◆ **Exercise requirements**:
Write out all the items below again, replacing "laid out like this sample" with "formatted like this sample" wherever it occurs and changing nothing else.

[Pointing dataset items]
——

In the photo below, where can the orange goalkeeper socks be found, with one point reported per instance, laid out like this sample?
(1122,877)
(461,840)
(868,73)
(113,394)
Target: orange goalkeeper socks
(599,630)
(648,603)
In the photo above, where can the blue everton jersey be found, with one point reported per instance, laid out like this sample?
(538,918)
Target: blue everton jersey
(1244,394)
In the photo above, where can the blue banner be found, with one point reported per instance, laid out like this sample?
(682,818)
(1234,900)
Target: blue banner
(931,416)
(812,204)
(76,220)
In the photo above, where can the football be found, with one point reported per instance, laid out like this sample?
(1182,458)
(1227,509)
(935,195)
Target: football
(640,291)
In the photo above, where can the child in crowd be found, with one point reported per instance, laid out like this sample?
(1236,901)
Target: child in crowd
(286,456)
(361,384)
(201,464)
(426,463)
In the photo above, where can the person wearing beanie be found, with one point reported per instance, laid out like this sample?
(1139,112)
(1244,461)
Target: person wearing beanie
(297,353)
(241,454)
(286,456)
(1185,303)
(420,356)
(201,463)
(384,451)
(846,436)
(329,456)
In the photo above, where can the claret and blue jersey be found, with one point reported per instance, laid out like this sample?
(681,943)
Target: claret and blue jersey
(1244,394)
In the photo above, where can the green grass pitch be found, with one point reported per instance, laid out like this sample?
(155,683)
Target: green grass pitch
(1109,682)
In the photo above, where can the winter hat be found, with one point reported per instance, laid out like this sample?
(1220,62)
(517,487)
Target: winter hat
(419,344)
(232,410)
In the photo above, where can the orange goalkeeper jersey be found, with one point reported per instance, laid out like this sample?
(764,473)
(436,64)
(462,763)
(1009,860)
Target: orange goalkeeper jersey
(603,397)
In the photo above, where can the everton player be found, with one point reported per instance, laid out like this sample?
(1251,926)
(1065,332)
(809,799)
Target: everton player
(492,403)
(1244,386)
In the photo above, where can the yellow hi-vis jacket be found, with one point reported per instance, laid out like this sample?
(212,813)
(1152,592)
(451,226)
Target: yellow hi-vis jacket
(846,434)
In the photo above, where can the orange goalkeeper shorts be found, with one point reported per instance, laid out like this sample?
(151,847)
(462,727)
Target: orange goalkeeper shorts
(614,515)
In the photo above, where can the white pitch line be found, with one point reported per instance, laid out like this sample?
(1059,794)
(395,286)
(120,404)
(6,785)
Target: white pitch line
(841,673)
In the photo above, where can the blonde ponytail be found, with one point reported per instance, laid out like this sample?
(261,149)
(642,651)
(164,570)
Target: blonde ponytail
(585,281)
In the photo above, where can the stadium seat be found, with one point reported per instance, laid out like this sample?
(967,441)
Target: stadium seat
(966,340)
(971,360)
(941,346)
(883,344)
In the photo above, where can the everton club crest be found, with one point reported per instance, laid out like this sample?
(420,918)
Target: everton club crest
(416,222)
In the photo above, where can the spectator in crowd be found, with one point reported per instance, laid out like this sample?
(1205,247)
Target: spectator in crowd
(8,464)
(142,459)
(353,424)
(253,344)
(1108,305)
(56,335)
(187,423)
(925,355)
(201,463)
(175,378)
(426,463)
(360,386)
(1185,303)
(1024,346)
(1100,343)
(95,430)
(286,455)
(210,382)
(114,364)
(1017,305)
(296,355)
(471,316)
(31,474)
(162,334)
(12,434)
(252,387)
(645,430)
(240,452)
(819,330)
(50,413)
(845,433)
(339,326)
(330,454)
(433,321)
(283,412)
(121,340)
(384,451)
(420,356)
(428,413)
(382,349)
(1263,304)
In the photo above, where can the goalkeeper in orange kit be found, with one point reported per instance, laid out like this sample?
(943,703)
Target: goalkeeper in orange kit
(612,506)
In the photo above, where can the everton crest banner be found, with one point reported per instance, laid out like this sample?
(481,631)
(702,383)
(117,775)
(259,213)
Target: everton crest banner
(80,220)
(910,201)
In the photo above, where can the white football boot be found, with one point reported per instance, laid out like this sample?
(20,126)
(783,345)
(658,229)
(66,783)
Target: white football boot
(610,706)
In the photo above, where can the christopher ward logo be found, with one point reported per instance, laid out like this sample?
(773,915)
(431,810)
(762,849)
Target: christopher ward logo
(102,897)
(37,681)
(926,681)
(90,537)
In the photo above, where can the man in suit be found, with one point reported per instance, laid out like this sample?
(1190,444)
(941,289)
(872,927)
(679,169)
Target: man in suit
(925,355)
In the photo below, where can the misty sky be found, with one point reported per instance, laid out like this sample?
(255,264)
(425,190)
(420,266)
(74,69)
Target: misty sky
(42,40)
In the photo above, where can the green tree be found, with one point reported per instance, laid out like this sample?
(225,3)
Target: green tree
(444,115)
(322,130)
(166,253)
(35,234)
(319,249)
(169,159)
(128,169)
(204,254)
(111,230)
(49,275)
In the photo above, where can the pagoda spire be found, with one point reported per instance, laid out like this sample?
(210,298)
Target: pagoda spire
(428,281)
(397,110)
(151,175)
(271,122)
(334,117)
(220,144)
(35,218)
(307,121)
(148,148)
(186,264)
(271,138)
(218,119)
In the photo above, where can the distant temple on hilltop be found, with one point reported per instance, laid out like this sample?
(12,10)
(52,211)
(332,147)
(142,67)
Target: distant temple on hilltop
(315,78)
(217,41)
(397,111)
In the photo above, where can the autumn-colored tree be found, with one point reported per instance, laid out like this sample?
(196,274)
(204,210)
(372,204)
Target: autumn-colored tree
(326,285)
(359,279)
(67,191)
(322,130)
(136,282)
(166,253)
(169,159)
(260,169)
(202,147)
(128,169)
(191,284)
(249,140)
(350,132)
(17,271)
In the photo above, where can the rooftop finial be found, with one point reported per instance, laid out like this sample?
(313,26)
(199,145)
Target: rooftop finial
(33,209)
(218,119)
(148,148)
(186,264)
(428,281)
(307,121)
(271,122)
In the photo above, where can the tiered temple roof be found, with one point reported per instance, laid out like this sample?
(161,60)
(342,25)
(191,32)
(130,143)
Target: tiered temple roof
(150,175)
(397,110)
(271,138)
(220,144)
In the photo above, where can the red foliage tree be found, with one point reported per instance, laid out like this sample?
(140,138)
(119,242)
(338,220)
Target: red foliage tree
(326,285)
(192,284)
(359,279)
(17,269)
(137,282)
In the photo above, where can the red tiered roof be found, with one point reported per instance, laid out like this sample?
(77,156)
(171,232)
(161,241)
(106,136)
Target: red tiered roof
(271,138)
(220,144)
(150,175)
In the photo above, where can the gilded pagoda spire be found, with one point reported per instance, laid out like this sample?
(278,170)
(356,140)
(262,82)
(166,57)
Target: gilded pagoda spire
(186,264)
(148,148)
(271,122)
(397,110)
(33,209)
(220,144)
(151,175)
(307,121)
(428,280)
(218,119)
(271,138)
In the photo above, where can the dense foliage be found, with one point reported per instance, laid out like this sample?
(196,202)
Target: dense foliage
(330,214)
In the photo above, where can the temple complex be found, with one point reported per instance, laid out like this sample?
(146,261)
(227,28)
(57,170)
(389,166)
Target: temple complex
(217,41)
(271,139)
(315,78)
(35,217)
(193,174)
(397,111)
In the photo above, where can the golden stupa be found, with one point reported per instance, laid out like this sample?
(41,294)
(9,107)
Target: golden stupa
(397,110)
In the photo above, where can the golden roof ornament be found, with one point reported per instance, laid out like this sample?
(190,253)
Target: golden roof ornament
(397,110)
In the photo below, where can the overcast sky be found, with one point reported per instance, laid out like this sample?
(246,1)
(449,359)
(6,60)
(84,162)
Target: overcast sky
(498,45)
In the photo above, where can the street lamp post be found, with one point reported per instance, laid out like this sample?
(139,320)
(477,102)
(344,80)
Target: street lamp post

——

◆ **Worked answer**:
In the photo below, where can the orange goalkeeper socks be found, with one point reported per instance, formatted like this sample?
(1122,877)
(461,840)
(868,73)
(113,394)
Target: orange goalkeeper socks
(599,630)
(648,603)
In the photo above, where can the blue everton jersey be found, with one point reported per instance, formatted like this sample?
(538,918)
Target: blue everton jersey
(1244,394)
In the photo above, where can the blue banner be found, with one point reported per instance, formatted like this sample?
(682,818)
(1234,900)
Target: blue banner
(931,416)
(812,204)
(76,220)
In the photo above, where can the football be found, with one point reported per instance, formatted like this sample?
(1182,458)
(1227,509)
(935,195)
Target: football
(640,291)
In the photo above, where can the child in crowd be found, with one point reported per instance, formatted like this sample?
(1236,901)
Target: child in crowd
(286,456)
(361,384)
(201,464)
(426,463)
In the photo above, where can the person wearing beanie be found, with one point reported per instance, formatted like this sample?
(1139,112)
(1244,461)
Target: person wearing beanie
(297,353)
(241,454)
(286,456)
(1185,303)
(420,356)
(201,463)
(384,451)
(846,436)
(329,456)
In the photo above, where can the claret and blue jersey be found, with one point reported per instance, formatted like this sample?
(681,943)
Target: claret and blue jersey
(1244,394)
In the photo above, where can the green grass pitch be found, with one point reported per instance, formatted like this sample?
(155,683)
Target: green grass pitch
(1109,682)
In the photo above, where can the winter hat be found, with one point reported per instance, formatted like this sample?
(1220,62)
(517,487)
Target: winter hat
(419,344)
(232,410)
In the photo above, where can the orange goalkeeper jersey be found, with one point reported per instance, formatted like this sample?
(764,473)
(436,64)
(462,763)
(1009,860)
Target: orange goalkeeper jersey
(603,397)
In the photo above, where can the everton player be found, with one point reported per instance, formatted like this sample?
(1251,926)
(1065,332)
(809,799)
Target: everton player
(492,403)
(1244,386)
In the photo above, where can the yellow hi-vis jacket be found, with one point reported per instance, formatted like this sample?
(212,813)
(1152,592)
(451,226)
Target: yellow hi-vis jacket
(846,434)
In the photo above, where can the orange goalkeeper shorts be found, with one point reported per instance, formatted like this sample?
(151,847)
(462,727)
Target: orange goalkeeper shorts
(614,515)
In the photo above, where can the white pitch line be found, with one point reported per instance, formatted like this sample?
(1059,794)
(395,286)
(120,404)
(6,785)
Target: white pitch line
(841,673)
In the photo above, where can the blonde ponytail be found, with one point reported per instance, formatted like this sample?
(261,149)
(642,651)
(164,570)
Target: blonde ponytail
(585,281)
In the photo above, where can the stadium seat be found, with one point reported per instance, formatted like this sample?
(967,441)
Target: stadium seat
(966,340)
(971,360)
(941,346)
(883,344)
In the photo above, where can the everton club crest be found, with one point reported per instance, formatted like this sample?
(420,918)
Target: everton club crest
(416,222)
In the photo above, where can the spectator in crowd be found, with one point reported per instance, formatted like this sample?
(1205,247)
Target: spectator in crowd
(8,464)
(142,459)
(353,424)
(253,344)
(1108,305)
(56,335)
(187,423)
(925,355)
(201,463)
(175,378)
(426,463)
(360,386)
(1185,303)
(1024,346)
(1100,343)
(95,430)
(286,455)
(210,382)
(114,364)
(1017,305)
(296,355)
(471,316)
(31,474)
(162,334)
(12,434)
(252,387)
(645,430)
(240,452)
(819,330)
(50,413)
(845,433)
(339,326)
(330,454)
(433,321)
(283,412)
(121,340)
(384,451)
(420,356)
(428,413)
(382,349)
(1263,304)
In the photo above, where can the goalkeeper in orange kit be found, with one point reported per instance, formatted like this sample?
(943,703)
Target: goalkeeper in orange kit
(612,506)
In the photo above, where can the everton crest banner be found, with one point reported per instance, formatted like this sample?
(481,631)
(702,383)
(117,775)
(259,213)
Target: everton crest banner
(80,220)
(910,201)
In the photo above, where can the white football boot be found, with one point reported per instance, formatted like this sample?
(20,126)
(783,345)
(658,229)
(66,783)
Target: white football boot
(610,706)
In the photo above, where can the christopher ward logo be found, with one point reported per instance, formatted like this sample?
(773,915)
(431,810)
(762,849)
Target: christopher ward logo
(102,897)
(37,681)
(926,681)
(90,537)
In the photo above, where can the man in suit be found, with one point reported per instance, formatted like this sample?
(1190,444)
(941,289)
(872,927)
(679,169)
Target: man in suit
(925,355)
In the photo below, where can the misty sky be found, with one point reported per instance, formatted like this sample?
(255,264)
(425,190)
(420,266)
(74,69)
Target: misty sky
(42,40)
In the photo above, where can the green tree be found, with one point reported per instance, formatted like this sample?
(225,3)
Target: green tree
(444,115)
(322,130)
(166,253)
(35,234)
(319,249)
(169,159)
(128,169)
(204,254)
(111,230)
(49,275)
In the photo above, where can the pagoda spire be found, with one point reported per instance, formatted like this sample?
(210,298)
Target: pagoda spire
(428,281)
(397,110)
(151,175)
(271,122)
(334,117)
(220,144)
(35,218)
(307,121)
(148,148)
(186,264)
(271,138)
(218,119)
In the photo above, where can the distant temple on hilltop be found, with one point reported per instance, formatted like this sample?
(12,10)
(52,211)
(332,147)
(142,67)
Target: distant temple on hilltop
(315,78)
(217,41)
(397,111)
In the photo above, where can the autumn-colored tree be found, with one point reported per instance, formatted like this sample?
(196,274)
(204,210)
(372,204)
Target: autumn-colored tree
(326,285)
(359,279)
(67,191)
(322,130)
(136,282)
(166,253)
(169,159)
(260,169)
(202,147)
(128,169)
(191,284)
(249,140)
(350,132)
(17,271)
In the photo above, where can the rooftop finial be found, with one point reported per instance, formatted like this sample?
(313,26)
(199,145)
Target: rooftop finial
(33,209)
(218,119)
(148,148)
(186,264)
(428,281)
(307,121)
(271,122)
In the photo above, where can the tiered temple roof be found, with one point reported per instance, formatted like this sample?
(161,60)
(342,25)
(191,32)
(130,143)
Target: tiered temple roof
(150,175)
(397,110)
(271,138)
(220,144)
In the photo above, where can the red foliage tree be found, with one point reported per instance, formatted like this sample?
(140,138)
(119,242)
(338,220)
Target: red foliage tree
(326,285)
(192,284)
(359,279)
(17,269)
(137,282)
In the photo above, where can the red tiered roof be found, with one point reported per instance, formatted like this sample?
(77,156)
(171,232)
(161,241)
(106,136)
Target: red tiered roof
(271,138)
(220,144)
(150,175)
In the photo above, where can the gilded pagoda spire be found, with one point reported per instance, formatted like this sample?
(278,170)
(356,140)
(262,82)
(166,57)
Target: gilded pagoda spire
(186,264)
(148,148)
(271,122)
(397,110)
(33,209)
(220,144)
(151,175)
(307,121)
(428,280)
(218,119)
(271,138)
In the photo above, where can the dense foliage be found, with one point reported per instance, formatted like this sample?
(196,202)
Target: dense foliage
(330,214)
In the photo above, where can the temple complex be found, with one point reported per instance, formatted like this sample?
(146,261)
(227,28)
(57,170)
(389,166)
Target: temple complex
(217,41)
(271,139)
(315,78)
(35,217)
(193,174)
(397,111)
In the photo above, where can the golden stupa be found, with one point reported per instance, formatted like this sample?
(41,294)
(9,107)
Target: golden stupa
(397,110)
In the photo above, where can the golden roof ornament be found, with one point reported per instance, formatted like this sample?
(190,253)
Target: golden roof ornament
(397,110)
In the photo below, where can the overcast sky be found, with one point reported per instance, formatted like this sample?
(246,1)
(449,359)
(6,60)
(84,162)
Target: overcast sky
(498,45)
In the photo above, where can the street lamp post be found, with one point reported per instance, formatted like this sample?
(139,320)
(477,102)
(344,80)
Target: street lamp post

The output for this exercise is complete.